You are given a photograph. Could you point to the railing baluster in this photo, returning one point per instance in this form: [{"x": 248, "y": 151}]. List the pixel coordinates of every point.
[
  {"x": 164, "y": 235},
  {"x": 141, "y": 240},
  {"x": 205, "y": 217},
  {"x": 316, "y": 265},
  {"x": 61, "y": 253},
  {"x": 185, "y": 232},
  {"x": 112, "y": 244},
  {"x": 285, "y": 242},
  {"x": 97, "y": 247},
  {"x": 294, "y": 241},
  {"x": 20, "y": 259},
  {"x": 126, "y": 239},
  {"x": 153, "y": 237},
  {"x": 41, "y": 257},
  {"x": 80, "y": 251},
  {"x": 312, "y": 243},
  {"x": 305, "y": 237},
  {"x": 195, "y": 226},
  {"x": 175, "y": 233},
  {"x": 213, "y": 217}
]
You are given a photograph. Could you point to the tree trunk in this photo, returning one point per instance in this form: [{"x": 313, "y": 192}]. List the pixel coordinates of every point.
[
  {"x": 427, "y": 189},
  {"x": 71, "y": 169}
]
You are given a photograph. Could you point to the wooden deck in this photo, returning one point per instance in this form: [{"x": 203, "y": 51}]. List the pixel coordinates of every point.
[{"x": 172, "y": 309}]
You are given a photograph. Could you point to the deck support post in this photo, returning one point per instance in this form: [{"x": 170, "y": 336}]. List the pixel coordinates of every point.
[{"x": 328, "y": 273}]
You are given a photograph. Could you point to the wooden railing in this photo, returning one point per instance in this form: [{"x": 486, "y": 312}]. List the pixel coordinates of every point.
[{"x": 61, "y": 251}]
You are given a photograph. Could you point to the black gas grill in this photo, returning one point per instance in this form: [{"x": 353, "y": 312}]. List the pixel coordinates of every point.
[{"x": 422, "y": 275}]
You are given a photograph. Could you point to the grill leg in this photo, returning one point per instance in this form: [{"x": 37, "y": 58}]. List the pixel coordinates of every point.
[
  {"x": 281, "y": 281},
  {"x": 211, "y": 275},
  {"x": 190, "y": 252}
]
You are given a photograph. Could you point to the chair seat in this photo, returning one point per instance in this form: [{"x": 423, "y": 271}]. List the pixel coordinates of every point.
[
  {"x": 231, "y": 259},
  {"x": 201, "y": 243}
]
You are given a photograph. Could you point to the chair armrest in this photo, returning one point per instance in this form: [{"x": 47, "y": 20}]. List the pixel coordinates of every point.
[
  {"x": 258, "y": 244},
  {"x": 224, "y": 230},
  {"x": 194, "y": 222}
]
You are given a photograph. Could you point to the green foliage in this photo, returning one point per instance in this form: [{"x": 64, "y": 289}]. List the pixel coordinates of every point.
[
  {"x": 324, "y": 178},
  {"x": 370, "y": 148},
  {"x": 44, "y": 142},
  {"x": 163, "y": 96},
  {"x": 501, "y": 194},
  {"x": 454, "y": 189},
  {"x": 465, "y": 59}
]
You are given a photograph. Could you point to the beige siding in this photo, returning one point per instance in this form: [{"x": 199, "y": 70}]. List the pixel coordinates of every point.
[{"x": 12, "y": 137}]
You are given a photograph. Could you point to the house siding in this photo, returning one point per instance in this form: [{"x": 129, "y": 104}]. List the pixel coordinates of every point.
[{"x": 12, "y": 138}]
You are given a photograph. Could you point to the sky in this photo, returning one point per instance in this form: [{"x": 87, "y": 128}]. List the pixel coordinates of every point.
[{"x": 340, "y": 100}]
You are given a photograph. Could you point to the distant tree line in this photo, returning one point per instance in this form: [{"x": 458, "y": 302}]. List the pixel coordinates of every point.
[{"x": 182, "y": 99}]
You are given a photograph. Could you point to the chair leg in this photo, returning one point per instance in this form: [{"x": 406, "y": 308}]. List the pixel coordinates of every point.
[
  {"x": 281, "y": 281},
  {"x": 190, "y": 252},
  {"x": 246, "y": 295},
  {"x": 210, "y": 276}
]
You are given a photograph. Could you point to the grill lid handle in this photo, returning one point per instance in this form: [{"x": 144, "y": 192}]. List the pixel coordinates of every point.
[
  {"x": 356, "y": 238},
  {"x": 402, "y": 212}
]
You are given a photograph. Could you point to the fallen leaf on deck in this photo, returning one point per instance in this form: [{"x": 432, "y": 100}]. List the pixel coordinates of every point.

------------

» Requirements: Reproduce the lines of the entries above exactly, but only from the line containing "You are given a photograph. Could you point to the sky" through the final line.

» Response for this exercise:
You are given a photograph. Could you point to the sky in this photo, returning one point per instance in this form: [{"x": 87, "y": 128}]. List the pixel coordinates of every point.
[{"x": 340, "y": 100}]
You are given a photograph. Could you point to the distant tree line in this photo, returning one point per instance in this form: [{"x": 458, "y": 302}]. List the pixel coordinates of every point.
[{"x": 182, "y": 99}]
You are given a photograph. Could you point to the chair leg in this photo, returning one point per instance in this form: [{"x": 406, "y": 308}]. List the pixel coordinates of every point.
[
  {"x": 281, "y": 281},
  {"x": 190, "y": 252},
  {"x": 246, "y": 295},
  {"x": 210, "y": 276}
]
You are given a photograph. Could you point to the grill lid handle in this photo, returning one point per instance in this form: [{"x": 144, "y": 192}]. List the pixel coordinates of every point.
[
  {"x": 356, "y": 238},
  {"x": 402, "y": 212}
]
You are given a photograph. Could you point to the fallen leaf on deck in this photo, returning one point per instance in this form: [{"x": 432, "y": 100}]. List the pixel coordinates of every point.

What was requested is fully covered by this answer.